:: Instruções da tarefa ::
Traduza para o inglês a seguinte frase do trecho sobre o naufrágio do Doña Paz: "O Vector, que tinha 13 tripulantes, transportava 8.800 litros de óleo diesel, querosene e gasolina."

:: Trecho do documento ::
<<<<
O Vector, que tinha 13 tripulantes, transportava 8.800 litros de óleo diesel, querosene e gasolina.
Com a colisão, houve uma forte explosão, com o material inflamável se espalhando pela água e a fumaça e as chamas invadindo o Doña Paz.
“Eu estava na cozinha. Quando vi o fogo, joguei-me na água através de uma janelinha. Segundos depois, as chamas engoliram a cozinha. O barco explodiu, depois rodopiou duas vezes e afundou devagar”, afirmou Arnel Garlang, então com 18 anos.
Ele foi um dos 27 sobreviventes do maior acidente da navegação marítima.
Além da superlotação, de não existirem barcos ou botes salva-vidas e de a região ser infestada por tubarões, as primeiras equipes de resgate chegaram ao local do acidente somente oito horas depois do acontecido.
O barco Don Carlos, o primeiro a chegar, foi responsável pelo resgate de 26 sobreviventes (24 do Doña e 2 do Vector). Cerca de outras dez embarcações realizaram buscas no local, cuja profundidade é de 530 metros, mas nada encontraram. “Logo depois da explosão, as águas estavam cobertas com mais corpos, entre adultos e crianças, do que as equipes de resgate podiam dar conta”, afirmou o sobrevivente Renato Asistorga, então com 19 anos. Ele viajava com nove membros da família –oito deles desapareceram. Segundo o sobrevivente, a água do mar tinha gosto de gasolina.
>>>>
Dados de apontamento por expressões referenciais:
<<<<
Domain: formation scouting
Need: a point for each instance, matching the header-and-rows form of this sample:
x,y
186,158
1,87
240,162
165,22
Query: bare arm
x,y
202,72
>>>>
:: Solução do exercício ::
The Vector, which had 13 crew members, was carrying 8,800 liters of diesel oil, kerosene, and gasoline.